*TASK TO COMPLETE*
While copying the entries exactly, leave out each picture they contain.

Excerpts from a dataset

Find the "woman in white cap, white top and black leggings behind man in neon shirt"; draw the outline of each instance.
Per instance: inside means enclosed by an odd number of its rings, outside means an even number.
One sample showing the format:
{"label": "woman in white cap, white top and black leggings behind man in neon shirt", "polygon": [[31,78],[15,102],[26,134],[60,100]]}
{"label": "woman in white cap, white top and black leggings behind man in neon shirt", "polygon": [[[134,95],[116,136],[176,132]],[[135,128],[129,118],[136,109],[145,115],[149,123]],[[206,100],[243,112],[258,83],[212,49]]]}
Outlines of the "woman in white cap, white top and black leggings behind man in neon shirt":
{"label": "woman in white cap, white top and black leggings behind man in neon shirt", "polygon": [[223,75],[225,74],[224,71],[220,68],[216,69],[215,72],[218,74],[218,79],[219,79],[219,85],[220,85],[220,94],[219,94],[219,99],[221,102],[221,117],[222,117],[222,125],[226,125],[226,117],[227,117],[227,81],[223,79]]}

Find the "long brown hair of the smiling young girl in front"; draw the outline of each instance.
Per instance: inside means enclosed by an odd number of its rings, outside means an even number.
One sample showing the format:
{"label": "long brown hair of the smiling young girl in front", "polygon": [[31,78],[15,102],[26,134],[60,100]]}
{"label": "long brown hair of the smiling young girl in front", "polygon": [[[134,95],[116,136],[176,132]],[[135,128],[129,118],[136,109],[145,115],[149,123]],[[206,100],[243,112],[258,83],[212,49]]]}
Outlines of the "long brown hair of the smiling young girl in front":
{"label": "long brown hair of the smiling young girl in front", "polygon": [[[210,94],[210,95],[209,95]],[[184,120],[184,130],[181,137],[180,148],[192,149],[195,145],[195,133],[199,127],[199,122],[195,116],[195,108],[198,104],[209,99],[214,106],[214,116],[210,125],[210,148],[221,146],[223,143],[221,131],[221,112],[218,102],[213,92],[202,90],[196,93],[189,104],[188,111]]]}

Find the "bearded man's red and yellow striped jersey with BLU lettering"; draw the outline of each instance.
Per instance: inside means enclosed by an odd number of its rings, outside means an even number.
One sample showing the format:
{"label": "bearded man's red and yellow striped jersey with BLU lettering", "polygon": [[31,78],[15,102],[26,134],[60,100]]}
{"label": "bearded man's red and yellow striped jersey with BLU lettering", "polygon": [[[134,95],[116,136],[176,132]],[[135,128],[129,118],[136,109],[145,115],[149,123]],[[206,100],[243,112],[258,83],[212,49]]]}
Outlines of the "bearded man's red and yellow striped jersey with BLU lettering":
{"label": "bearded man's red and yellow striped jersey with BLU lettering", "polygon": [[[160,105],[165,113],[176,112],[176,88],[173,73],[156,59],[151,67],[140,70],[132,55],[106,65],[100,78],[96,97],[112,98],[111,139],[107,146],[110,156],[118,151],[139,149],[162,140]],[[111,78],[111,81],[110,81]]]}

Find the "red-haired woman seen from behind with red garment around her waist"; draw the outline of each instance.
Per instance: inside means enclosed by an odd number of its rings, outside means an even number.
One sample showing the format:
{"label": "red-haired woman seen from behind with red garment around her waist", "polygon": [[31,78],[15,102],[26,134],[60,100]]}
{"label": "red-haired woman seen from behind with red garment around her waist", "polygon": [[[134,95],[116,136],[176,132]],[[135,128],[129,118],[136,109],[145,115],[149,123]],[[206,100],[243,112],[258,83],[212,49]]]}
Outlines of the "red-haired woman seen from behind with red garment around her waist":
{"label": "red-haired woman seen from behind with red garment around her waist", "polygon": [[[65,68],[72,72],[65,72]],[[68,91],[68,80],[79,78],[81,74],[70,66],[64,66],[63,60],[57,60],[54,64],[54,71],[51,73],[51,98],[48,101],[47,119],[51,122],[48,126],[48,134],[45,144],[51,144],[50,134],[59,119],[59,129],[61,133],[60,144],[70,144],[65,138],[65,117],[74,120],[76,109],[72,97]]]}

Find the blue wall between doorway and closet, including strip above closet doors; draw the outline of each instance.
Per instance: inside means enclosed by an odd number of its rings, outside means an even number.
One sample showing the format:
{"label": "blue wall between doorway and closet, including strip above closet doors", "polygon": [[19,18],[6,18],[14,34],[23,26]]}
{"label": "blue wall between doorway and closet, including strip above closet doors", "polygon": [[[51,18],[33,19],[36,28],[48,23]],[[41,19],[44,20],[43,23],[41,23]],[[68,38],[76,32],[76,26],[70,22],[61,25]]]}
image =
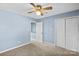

*ANSWER SECTION*
Find the "woman in white cap, white top and black leggings behind man in neon shirt"; draw the outline of each instance.
Per instance: inside means enclosed by an odd number of its rings, outside means an even number.
One sample showing the format:
{"label": "woman in white cap, white top and black leggings behind man in neon shirt", "polygon": [[31,78],[15,102],[26,134],[60,100]]}
{"label": "woman in white cap, white top and black leggings behind man in neon shirt", "polygon": [[[134,95],[116,136],[176,132]],[[135,128],[129,118],[136,109],[145,115],[149,123]],[[206,100],[243,112],[258,83],[212,49]]]}
Outlines of the "woman in white cap, white top and black leggings behind man in neon shirt":
{"label": "woman in white cap, white top and black leggings behind man in neon shirt", "polygon": [[223,75],[225,74],[224,71],[220,68],[216,69],[215,72],[218,74],[218,79],[219,79],[219,85],[220,85],[220,94],[219,94],[219,99],[221,102],[221,117],[222,117],[222,125],[226,125],[226,117],[227,117],[227,81],[223,79]]}

Find the "long brown hair of the smiling young girl in front"; draw the outline of each instance.
Per instance: inside means enclosed by an odd number of its rings, outside means an even number.
One sample showing the format:
{"label": "long brown hair of the smiling young girl in front", "polygon": [[31,78],[15,102],[26,134],[60,100]]}
{"label": "long brown hair of the smiling young girl in front", "polygon": [[[134,95],[116,136],[176,132]],[[135,128],[129,118],[136,109],[145,115],[149,123]],[[206,100],[243,112],[258,83],[212,49]]]}
Outlines of the "long brown hair of the smiling young girl in front":
{"label": "long brown hair of the smiling young girl in front", "polygon": [[[210,94],[210,95],[209,95]],[[184,120],[184,130],[181,137],[180,148],[192,149],[195,145],[195,133],[199,127],[199,122],[195,116],[195,108],[198,104],[209,99],[214,106],[214,116],[210,125],[210,148],[221,146],[223,143],[221,131],[221,112],[218,102],[213,92],[202,90],[196,93],[189,104],[188,111]]]}

Find the "bearded man's red and yellow striped jersey with BLU lettering"; draw the outline of each instance.
Per instance: inside means enclosed by an odd number of its rings, outside means an even number.
One sample showing the format:
{"label": "bearded man's red and yellow striped jersey with BLU lettering", "polygon": [[31,78],[15,102],[26,134],[60,100]]}
{"label": "bearded man's red and yellow striped jersey with BLU lettering", "polygon": [[[134,95],[116,136],[176,132]],[[135,128],[129,118],[136,109],[145,115],[149,123]],[[206,100],[243,112],[258,83],[212,49]]]}
Outlines of the "bearded man's red and yellow striped jersey with BLU lettering":
{"label": "bearded man's red and yellow striped jersey with BLU lettering", "polygon": [[[160,105],[165,113],[176,112],[176,88],[173,73],[156,59],[151,67],[140,70],[132,55],[106,65],[100,78],[96,97],[112,98],[111,139],[107,146],[110,156],[118,151],[139,149],[162,140]],[[111,78],[111,81],[110,81]]]}

Find the "red-haired woman seen from behind with red garment around her waist"; draw the outline of each instance.
Per instance: inside means enclosed by an odd number of its rings, outside means an even number.
One sample showing the format:
{"label": "red-haired woman seen from behind with red garment around her waist", "polygon": [[31,78],[15,102],[26,134],[60,100]]}
{"label": "red-haired woman seen from behind with red garment around her waist", "polygon": [[[134,95],[116,136],[176,132]],[[135,128],[129,118],[136,109],[145,115],[149,123]],[[206,100],[243,112],[258,83],[212,49]]]}
Outlines of the "red-haired woman seen from behind with red garment around her waist":
{"label": "red-haired woman seen from behind with red garment around her waist", "polygon": [[[65,68],[72,72],[65,72]],[[68,91],[68,80],[79,78],[81,74],[70,66],[64,66],[63,60],[57,60],[54,64],[54,71],[51,73],[51,98],[48,101],[47,119],[51,122],[48,126],[48,134],[45,144],[51,144],[50,134],[59,119],[59,129],[61,133],[60,144],[70,144],[65,138],[65,117],[74,120],[76,109],[72,97]]]}

Find the blue wall between doorway and closet, including strip above closet doors; draw the outline of each instance.
Per instance: inside means enclosed by an odd number of its rings, outside means an even number.
One sample showing the format:
{"label": "blue wall between doorway and closet, including strip above closet doors", "polygon": [[19,18],[6,18],[14,34],[23,26]]}
{"label": "blue wall between doorway and closet, including strip above closet doors", "polygon": [[[51,18],[33,19],[36,28],[48,23]],[[41,19],[44,20],[43,23],[41,23]],[[68,38],[76,32],[76,26],[70,22],[61,25]]]}
image =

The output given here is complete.